● OBIETTIVO DEL COMPITO
Restituisci senza alcuna modifica il passo del testo sul sistema pensionistico che va da "La politica economica" fino a "a tale principio.", quest'ultimo compreso.

● TESTO DI PARTENZA
•••••

La politica economica della previdenza ha, come obiettivo principale, la redistribuzione dei
redditi tra attivi e pensionati, e l’utilizzo del sistema pensionistico quale ammortizzatore
sociale fa capo a tale principio.
Una lontana concezione del sistema pensionistico, detto “della pensione contributiva”,
deponeva un tempo a favore di un rapporto assicurativo di stampo privatistico con finalità
“sociali”. Tale concezione coglieva una caratteristica propria di questo sistema, rappresentata
dalla ripartizione tra i soggetti destinatari delle prestazioni previdenziali, ossia i lavoratori
subordinati, dell’onere economico derivante dalle stesse tramite l’assolvimento dell’obbligo
contributivo. Correlato a questa ripartizione era il calcolo dell’ammontare delle prestazioni
previdenziali in diretta relazione ai contributi versati in termini di numero di anni di
contribuzione e del totale di contributi versati.
Questo tipo di sistema, detto “a ripartizione”, può reggere ad una condizione: che tra
lavoratori in attività e lavoratori a riposo, nel medesimo periodo di tempo sussista un
rapporto di equità. Infatti, qualora il numero di pensionati sia eccedente rispetto al numero
dei contribuenti, su questi ultimi verrebbe a gravare un onere contributivo elevato, al fine di
garantire una parità nelle poste di bilancio.

•••••

● ELENCO
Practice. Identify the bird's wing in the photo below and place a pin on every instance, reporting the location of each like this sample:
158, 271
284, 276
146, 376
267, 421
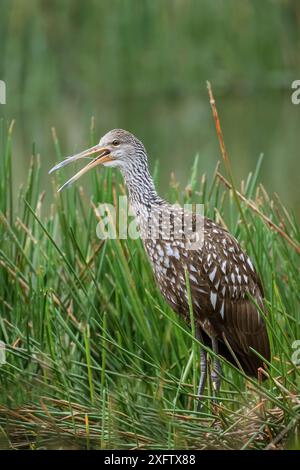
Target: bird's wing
234, 291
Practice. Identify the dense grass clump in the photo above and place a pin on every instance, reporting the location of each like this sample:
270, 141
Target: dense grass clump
94, 356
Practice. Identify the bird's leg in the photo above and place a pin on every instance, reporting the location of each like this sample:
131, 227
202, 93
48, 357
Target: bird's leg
203, 369
216, 368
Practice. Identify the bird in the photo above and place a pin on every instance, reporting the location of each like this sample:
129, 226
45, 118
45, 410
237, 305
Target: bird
198, 265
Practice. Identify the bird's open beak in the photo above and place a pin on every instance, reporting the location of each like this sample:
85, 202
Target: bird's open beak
102, 157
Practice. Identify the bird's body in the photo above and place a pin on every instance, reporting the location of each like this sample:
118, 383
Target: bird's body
225, 289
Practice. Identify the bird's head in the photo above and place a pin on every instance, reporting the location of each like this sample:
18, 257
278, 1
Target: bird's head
117, 148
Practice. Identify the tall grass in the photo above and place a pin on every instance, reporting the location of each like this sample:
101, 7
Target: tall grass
95, 357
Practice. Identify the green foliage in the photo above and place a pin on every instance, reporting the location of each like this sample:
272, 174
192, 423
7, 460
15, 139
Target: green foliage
96, 359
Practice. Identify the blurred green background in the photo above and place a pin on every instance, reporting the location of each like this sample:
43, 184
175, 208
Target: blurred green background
142, 65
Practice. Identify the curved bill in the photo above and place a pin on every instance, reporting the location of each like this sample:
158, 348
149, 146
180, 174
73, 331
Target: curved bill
98, 160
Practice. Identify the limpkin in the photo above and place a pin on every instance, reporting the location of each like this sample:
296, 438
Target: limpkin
224, 287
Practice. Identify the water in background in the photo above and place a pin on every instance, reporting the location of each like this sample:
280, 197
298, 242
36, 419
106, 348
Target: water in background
143, 66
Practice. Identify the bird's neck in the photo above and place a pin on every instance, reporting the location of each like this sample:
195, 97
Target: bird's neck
141, 189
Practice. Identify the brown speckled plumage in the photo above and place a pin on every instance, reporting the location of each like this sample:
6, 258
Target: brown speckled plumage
225, 287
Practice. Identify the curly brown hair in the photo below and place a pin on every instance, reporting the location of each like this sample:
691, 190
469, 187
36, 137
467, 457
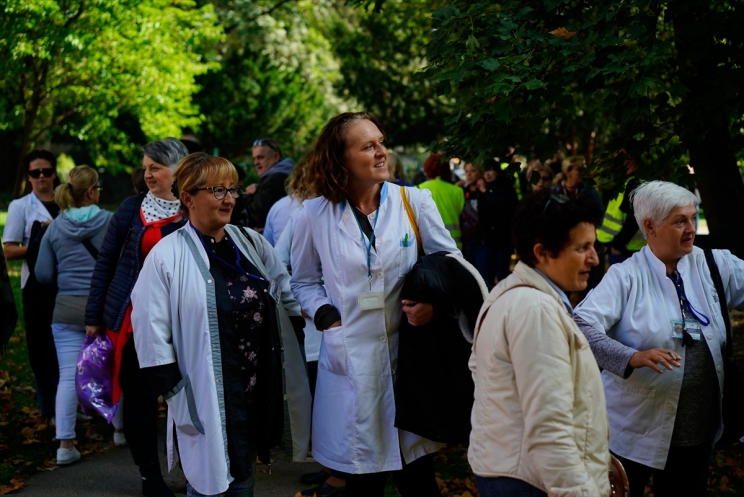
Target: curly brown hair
327, 175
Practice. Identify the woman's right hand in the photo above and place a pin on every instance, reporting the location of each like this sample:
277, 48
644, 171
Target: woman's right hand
94, 330
652, 358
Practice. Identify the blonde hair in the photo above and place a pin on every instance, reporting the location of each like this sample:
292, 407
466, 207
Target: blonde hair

•••••

● RISPOSTA SCRITTA
La politica economica della previdenza ha, come obiettivo principale, la redistribuzione dei
redditi tra attivi e pensionati, e l’utilizzo del sistema pensionistico quale ammortizzatore
sociale fa capo a tale principio.